* [DIRECTIONS]: Restate all of the entries exactly. Any picture in them should be skipped.

* [DATA IN THIS EXERCISE]:
--
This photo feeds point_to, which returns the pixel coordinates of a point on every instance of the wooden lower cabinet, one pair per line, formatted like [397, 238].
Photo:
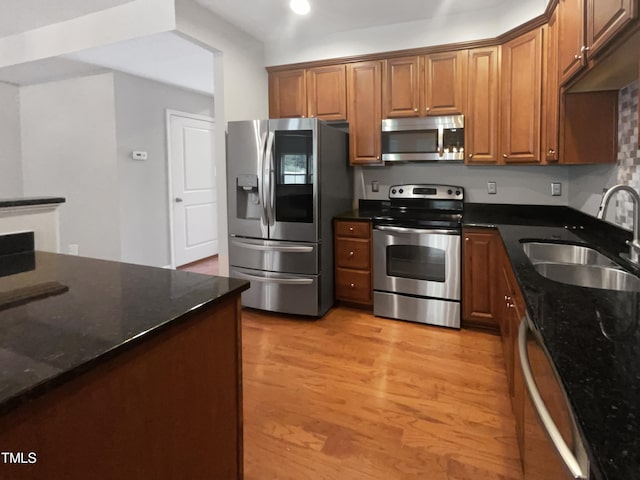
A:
[353, 261]
[479, 267]
[492, 299]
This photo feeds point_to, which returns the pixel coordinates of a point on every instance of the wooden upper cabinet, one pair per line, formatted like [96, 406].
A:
[443, 86]
[327, 92]
[401, 93]
[482, 120]
[571, 38]
[521, 82]
[550, 93]
[605, 18]
[287, 94]
[364, 110]
[589, 128]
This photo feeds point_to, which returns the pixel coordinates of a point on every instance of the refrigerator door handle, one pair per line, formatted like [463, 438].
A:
[272, 248]
[281, 281]
[269, 174]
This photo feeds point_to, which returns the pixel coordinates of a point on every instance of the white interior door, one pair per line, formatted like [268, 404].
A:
[192, 188]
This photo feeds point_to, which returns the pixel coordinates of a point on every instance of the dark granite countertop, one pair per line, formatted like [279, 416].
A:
[29, 201]
[61, 315]
[591, 335]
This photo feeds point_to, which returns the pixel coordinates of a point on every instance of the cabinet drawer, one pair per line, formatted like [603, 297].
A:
[353, 229]
[353, 285]
[353, 253]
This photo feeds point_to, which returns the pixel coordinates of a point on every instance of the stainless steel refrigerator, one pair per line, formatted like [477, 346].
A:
[286, 179]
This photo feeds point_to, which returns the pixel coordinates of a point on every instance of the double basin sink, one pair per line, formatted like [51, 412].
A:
[579, 265]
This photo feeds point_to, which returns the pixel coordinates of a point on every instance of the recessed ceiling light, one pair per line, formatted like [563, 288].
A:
[301, 7]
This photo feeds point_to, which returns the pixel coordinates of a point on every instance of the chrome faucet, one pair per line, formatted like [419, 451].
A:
[634, 245]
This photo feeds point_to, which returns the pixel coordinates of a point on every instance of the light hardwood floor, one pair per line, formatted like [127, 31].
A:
[352, 396]
[356, 397]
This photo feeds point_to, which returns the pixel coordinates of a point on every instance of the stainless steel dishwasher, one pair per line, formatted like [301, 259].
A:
[553, 448]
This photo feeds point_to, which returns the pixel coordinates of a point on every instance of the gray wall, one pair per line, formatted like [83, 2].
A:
[140, 109]
[69, 149]
[517, 184]
[10, 148]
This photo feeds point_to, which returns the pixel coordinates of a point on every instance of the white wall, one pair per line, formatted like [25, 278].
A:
[140, 107]
[515, 184]
[469, 26]
[241, 87]
[10, 149]
[69, 150]
[129, 20]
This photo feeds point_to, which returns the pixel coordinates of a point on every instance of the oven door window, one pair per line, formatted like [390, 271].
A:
[417, 262]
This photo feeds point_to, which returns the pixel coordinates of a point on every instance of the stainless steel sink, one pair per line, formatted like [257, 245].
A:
[592, 276]
[579, 265]
[565, 253]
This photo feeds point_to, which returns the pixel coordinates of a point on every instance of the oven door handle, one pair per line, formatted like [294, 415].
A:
[386, 228]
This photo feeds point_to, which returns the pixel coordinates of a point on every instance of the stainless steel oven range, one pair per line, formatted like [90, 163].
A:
[417, 263]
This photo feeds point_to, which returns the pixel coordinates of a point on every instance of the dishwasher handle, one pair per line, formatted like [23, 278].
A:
[560, 445]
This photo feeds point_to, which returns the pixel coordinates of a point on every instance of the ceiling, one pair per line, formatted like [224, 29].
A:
[269, 20]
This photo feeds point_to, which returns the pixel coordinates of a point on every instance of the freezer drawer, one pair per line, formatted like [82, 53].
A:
[274, 256]
[280, 292]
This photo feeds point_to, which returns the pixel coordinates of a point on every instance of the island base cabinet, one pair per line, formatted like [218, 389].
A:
[168, 408]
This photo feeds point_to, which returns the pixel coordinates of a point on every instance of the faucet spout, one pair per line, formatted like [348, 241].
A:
[634, 245]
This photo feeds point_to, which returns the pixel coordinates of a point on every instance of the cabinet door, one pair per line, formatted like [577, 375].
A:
[480, 259]
[482, 122]
[605, 18]
[571, 41]
[400, 91]
[550, 89]
[444, 83]
[521, 92]
[364, 95]
[287, 94]
[327, 92]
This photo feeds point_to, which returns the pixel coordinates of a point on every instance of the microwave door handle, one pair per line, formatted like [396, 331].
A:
[560, 445]
[269, 169]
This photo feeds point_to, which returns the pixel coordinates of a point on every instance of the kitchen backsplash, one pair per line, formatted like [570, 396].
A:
[628, 153]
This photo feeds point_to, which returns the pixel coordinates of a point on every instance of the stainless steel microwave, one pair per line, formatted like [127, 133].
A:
[423, 139]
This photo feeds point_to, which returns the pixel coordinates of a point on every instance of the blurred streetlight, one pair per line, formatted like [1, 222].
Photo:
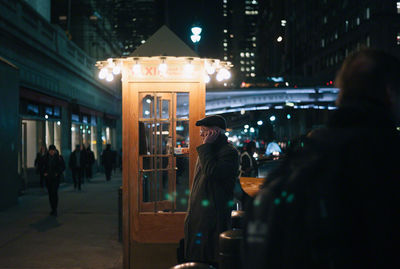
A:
[195, 37]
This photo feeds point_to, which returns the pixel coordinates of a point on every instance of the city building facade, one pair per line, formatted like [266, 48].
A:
[240, 38]
[50, 95]
[306, 41]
--
* [RESPONSE]:
This photo feeds point_to, which returns the pixel coordinates of a point on every instance of the wooden lower cabinet, one pair per line, formatted like [397, 238].
Photo:
A:
[353, 261]
[479, 267]
[492, 299]
This photo feeds point_to, which returns the pixel coordinates of a point on every instance of the wooden upper cabinet, one pair per line, formatted like [96, 406].
A:
[443, 86]
[327, 92]
[401, 93]
[482, 120]
[571, 38]
[521, 82]
[550, 93]
[605, 18]
[287, 94]
[364, 110]
[589, 128]
This photo feeds point_to, which returns the pixel coordinates of a point on every instance of the refrigerator door handle, one pair per line, formatted like [463, 438].
A:
[272, 248]
[281, 281]
[269, 174]
This photo feeds point_to, which returns the pixel coordinates of a point on every instance of the white interior door, one pair per line, formatted like [268, 404].
A:
[192, 188]
This photo feeds point_to, which returns the pixel coordinates of a point on every instance of the dark granite countertop, one pair per line, formatted like [279, 416].
A:
[29, 201]
[61, 315]
[591, 335]
This photo feeds point_to, which returns the pixel coordinates of a point on every instance of the cabinet drawer, one pair per line, formatted like [603, 297].
A:
[353, 229]
[353, 285]
[353, 253]
This photo feeds point_to, which returns the pixel coordinates of a point on every instance of the stainless steel refrigerator, one pair per line, formatted like [477, 346].
A:
[286, 179]
This photo feeds point_to, which returns the pixel coordinates of a point on every instance of the double basin sink, one pair per line, formatted like [51, 412].
A:
[579, 265]
This photo feeds point_to, which returns the pixel coordinates of a point on every instance of the recessed ceiling light, one pair per line, formatted like [563, 288].
A:
[301, 7]
This photo feeds point_to, which returns the pixel coordinates of a point on every instance of the chrome faucet, one pair per line, formatted like [419, 451].
A:
[634, 245]
This photo feeds point_to, which returns the pixel coordinates of a point on every instance of the light hardwood floor, one pair per line, formatted like [127, 31].
A:
[352, 396]
[356, 397]
This photo feeds point_to, which returns the pixel coordinates of a point on every instance of the stainless steel dishwasher, one pair per line, formatted like [301, 259].
A:
[553, 448]
This photo feeds point_to, which returns the pixel coordinates of a point on every instance of the gray wall, one pair per line, formatted like [83, 2].
A:
[140, 109]
[69, 149]
[517, 184]
[10, 148]
This photo feeds point_to, which returns the pixel coordinates of a point on every instance of the white wall, one pair per line, formatted like [25, 278].
A:
[140, 107]
[515, 184]
[469, 26]
[241, 87]
[10, 149]
[69, 150]
[129, 20]
This photo feeds point_to, which returns the pixel coordinates of a point on every instance of the oven door window, one pair per line, formatted like [390, 271].
A:
[417, 262]
This photo feeds point_to, which returns the pixel coordinates of a point on every instance of the stainless steel sink, one pair per line, formatted like [257, 245].
A:
[592, 276]
[579, 265]
[565, 253]
This photo feeds point_to, which returns the pixel coordinates of a point on every instance of the oven door handle, one pair per line, formatted like [294, 415].
A:
[386, 228]
This photo feeds point_to, which returns the pixel coordinates of a point on every instance of the stainless steel oven range, one pair per line, formatted like [90, 163].
A:
[417, 263]
This photo feeds point_to, which returns the pixel coordinates of a point on every instance of the dishwasher handle, one pair per line, formatted like [23, 278].
A:
[560, 445]
This photo feeds point_to, which returns the pixel coordinates of a point on every instance of the ceiling, one pair per line, formatted like [224, 29].
A:
[269, 20]
This photo feeds point_to, which returns the pixel coordinates of a point on every instance of the freezer drawer, one pair per line, formatted like [82, 53].
A:
[274, 256]
[280, 292]
This photo feeds point_to, which returns the pixel coordinates of a point on every instance of the island base cabinet, one pair per line, formatted like [218, 389].
A:
[168, 408]
This photo feeds point_to, which returns the pixel coordinates of a point on every instance of the faucet spout, one pair per line, formatted like [348, 241].
A:
[634, 245]
This photo feeds point_to, which returns the pixel coordinates of a point on every instance of the cabinet door, one pair per line, formatted like [577, 375].
A:
[480, 259]
[482, 122]
[605, 18]
[571, 41]
[400, 91]
[550, 89]
[444, 83]
[521, 92]
[364, 95]
[287, 94]
[327, 92]
This photo feeds point_to, which returns the pixel coordinates of a point on every instance of the microwave door handle, one pair per line, formatted like [396, 331].
A:
[560, 445]
[269, 169]
This photo feeds point_to, which returns the pixel coordinates of a point on every instance of the kitchen backsplash, one pair per line, formatted like [570, 396].
A:
[628, 153]
This photo feeds point_to, which returns the pixel coordinates of a point on every instance of the stainless steel microwave, one pair per line, formatted like [127, 133].
A:
[423, 139]
This photo feeds point_to, which returns the pixel coordinates of a point on every instance of the blurred streetlight, one pair per line, formatted like [1, 222].
Photo:
A:
[195, 37]
This photo feeds point_to, which returns the pixel coordinates of a point on every instance of the city building facade, one pair per line, formatted like [266, 48].
A:
[240, 38]
[50, 95]
[306, 41]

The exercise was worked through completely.